Retype, character for character, the stretch of entries below from the line containing "[mark] short dark" through the line containing "[mark] clock face".

———

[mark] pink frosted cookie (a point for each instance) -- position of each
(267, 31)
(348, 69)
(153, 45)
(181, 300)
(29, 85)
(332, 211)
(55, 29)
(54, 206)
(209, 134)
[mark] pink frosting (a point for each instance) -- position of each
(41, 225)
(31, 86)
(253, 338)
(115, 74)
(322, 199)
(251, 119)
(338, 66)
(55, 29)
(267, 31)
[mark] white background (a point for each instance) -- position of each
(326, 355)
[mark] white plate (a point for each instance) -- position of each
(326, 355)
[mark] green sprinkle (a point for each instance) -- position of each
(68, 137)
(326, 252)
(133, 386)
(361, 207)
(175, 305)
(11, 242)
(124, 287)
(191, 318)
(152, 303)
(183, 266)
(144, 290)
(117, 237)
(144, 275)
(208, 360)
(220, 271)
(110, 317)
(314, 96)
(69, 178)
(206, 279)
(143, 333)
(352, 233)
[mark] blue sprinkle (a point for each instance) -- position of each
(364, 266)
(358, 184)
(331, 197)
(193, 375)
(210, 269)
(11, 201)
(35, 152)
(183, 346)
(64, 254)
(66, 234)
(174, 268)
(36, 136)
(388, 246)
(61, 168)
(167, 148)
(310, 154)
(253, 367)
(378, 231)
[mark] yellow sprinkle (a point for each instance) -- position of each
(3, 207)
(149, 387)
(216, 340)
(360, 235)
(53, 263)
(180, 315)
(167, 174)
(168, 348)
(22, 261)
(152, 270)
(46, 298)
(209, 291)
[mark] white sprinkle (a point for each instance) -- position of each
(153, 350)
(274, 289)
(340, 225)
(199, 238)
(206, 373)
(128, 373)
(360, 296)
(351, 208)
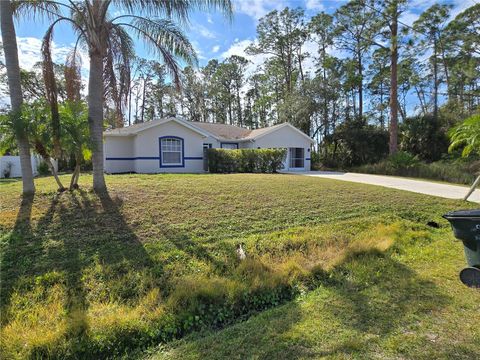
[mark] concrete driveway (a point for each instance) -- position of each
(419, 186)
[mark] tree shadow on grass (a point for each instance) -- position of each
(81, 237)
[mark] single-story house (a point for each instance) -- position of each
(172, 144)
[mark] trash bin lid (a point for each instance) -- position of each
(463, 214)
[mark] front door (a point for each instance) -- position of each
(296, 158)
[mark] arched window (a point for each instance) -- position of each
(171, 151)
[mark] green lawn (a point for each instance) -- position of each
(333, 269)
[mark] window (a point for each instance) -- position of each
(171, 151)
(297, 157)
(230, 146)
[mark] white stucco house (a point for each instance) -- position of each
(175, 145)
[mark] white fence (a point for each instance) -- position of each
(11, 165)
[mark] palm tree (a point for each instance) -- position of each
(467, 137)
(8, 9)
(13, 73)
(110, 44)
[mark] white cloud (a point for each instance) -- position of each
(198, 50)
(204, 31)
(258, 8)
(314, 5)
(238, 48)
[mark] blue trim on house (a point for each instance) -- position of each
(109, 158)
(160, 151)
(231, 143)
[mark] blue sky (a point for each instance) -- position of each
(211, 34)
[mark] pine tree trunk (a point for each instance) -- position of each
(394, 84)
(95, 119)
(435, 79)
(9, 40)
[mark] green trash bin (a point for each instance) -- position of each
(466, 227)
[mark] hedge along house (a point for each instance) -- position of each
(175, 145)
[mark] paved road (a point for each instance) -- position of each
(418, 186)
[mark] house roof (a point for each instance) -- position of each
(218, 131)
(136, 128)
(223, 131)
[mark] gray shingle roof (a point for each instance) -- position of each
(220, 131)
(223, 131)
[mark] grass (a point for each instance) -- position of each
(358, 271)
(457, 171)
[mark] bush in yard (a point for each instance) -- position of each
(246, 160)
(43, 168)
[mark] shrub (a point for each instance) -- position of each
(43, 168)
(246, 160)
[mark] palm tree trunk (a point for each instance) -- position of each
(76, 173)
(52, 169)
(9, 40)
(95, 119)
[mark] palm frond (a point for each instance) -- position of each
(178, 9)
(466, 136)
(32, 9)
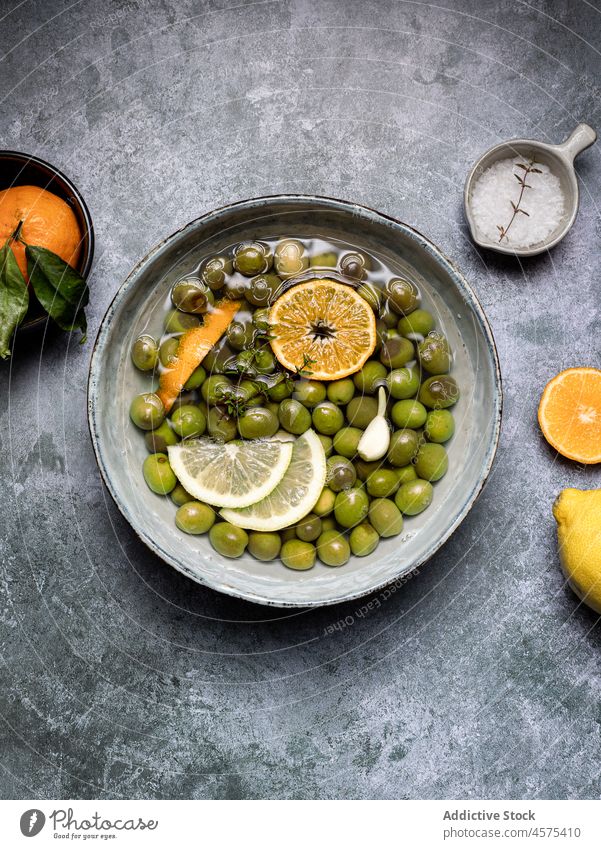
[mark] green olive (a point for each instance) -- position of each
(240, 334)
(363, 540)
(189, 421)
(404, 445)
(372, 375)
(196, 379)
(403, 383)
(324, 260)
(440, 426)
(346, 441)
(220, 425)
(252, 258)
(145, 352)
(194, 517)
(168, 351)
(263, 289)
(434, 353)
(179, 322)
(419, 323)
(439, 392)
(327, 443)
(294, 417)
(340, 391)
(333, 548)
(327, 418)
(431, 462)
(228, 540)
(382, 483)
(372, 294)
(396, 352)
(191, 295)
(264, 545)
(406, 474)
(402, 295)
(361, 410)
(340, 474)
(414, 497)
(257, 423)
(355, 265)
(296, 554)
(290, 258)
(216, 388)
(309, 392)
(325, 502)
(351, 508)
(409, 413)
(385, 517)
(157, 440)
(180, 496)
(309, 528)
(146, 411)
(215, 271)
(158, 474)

———

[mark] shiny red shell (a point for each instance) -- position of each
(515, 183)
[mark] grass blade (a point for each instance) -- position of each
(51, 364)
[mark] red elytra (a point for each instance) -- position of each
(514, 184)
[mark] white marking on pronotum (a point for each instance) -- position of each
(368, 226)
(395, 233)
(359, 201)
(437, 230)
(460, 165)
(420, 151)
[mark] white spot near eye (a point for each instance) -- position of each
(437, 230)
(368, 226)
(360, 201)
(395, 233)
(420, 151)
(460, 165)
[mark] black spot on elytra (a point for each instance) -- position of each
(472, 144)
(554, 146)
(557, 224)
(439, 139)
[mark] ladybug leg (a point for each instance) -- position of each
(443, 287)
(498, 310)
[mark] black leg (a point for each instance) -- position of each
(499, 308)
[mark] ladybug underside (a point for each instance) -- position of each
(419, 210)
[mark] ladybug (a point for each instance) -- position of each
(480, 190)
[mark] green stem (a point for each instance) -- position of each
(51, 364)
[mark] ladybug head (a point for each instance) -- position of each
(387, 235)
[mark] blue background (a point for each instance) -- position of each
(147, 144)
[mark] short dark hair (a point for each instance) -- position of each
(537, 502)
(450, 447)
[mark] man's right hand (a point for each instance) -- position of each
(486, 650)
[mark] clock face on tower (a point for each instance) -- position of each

———

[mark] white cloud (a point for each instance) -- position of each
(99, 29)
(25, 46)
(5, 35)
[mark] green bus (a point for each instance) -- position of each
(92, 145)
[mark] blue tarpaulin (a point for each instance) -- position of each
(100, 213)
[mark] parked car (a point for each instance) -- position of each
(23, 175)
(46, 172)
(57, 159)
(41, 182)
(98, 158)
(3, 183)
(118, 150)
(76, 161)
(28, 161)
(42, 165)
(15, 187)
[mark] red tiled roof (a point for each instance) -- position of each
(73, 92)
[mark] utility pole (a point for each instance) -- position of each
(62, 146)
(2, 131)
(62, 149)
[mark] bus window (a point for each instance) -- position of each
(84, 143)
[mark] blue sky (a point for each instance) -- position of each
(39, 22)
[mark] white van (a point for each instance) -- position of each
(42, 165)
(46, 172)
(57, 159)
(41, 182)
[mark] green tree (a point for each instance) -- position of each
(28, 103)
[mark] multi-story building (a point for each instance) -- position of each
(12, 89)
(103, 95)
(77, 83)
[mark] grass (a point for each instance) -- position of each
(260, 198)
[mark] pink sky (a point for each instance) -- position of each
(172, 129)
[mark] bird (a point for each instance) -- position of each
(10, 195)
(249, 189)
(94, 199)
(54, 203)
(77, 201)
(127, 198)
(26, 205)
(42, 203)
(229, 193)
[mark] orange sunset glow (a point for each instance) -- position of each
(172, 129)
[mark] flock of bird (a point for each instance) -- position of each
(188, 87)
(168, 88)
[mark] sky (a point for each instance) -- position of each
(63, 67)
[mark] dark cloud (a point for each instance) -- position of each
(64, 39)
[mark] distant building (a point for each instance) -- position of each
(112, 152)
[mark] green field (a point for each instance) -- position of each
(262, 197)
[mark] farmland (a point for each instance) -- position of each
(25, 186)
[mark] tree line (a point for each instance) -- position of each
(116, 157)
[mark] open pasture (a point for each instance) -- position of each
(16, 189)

———

§ Reply to the exercise:
[mark] short dark hair (a point for each instance) -- position of each
(537, 502)
(450, 447)
[mark] man's right hand (a point for each instance) -- position of each
(486, 650)
[mark] clock face on tower (a point for each instance) -- position of each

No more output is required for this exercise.